====== Extracted information

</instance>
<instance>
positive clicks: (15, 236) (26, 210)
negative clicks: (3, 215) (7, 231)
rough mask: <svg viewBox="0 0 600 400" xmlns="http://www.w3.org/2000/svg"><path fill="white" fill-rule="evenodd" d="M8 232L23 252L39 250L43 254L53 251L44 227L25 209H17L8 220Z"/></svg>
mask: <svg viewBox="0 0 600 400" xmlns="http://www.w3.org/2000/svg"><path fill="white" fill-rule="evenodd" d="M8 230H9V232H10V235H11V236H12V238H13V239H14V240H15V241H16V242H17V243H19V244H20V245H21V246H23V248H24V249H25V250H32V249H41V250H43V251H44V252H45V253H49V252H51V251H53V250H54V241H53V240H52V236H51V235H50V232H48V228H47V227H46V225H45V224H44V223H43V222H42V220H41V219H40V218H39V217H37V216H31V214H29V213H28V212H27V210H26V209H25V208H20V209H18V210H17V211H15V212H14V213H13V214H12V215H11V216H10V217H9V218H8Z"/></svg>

============

## Problem details:
Exactly as written, return every line of the material.

## Output for this task:
</instance>
<instance>
positive clicks: (15, 236) (26, 210)
negative clicks: (3, 215) (7, 231)
rough mask: <svg viewBox="0 0 600 400" xmlns="http://www.w3.org/2000/svg"><path fill="white" fill-rule="evenodd" d="M8 232L23 252L39 250L43 254L53 251L44 227L25 209H17L8 220Z"/></svg>
mask: <svg viewBox="0 0 600 400" xmlns="http://www.w3.org/2000/svg"><path fill="white" fill-rule="evenodd" d="M8 230H9V232H10V235H11V236H12V238H13V239H14V240H15V241H16V242H17V243H19V244H20V245H21V246H23V248H24V249H25V250H32V249H41V250H43V251H44V252H45V253H49V252H51V251H53V250H54V241H53V240H52V236H51V235H50V232H48V228H47V227H46V225H45V224H44V223H43V222H42V220H41V219H40V218H39V217H37V216H31V214H29V213H28V212H27V210H26V209H25V208H20V209H18V210H17V211H15V212H14V213H13V214H12V215H11V216H10V217H9V218H8Z"/></svg>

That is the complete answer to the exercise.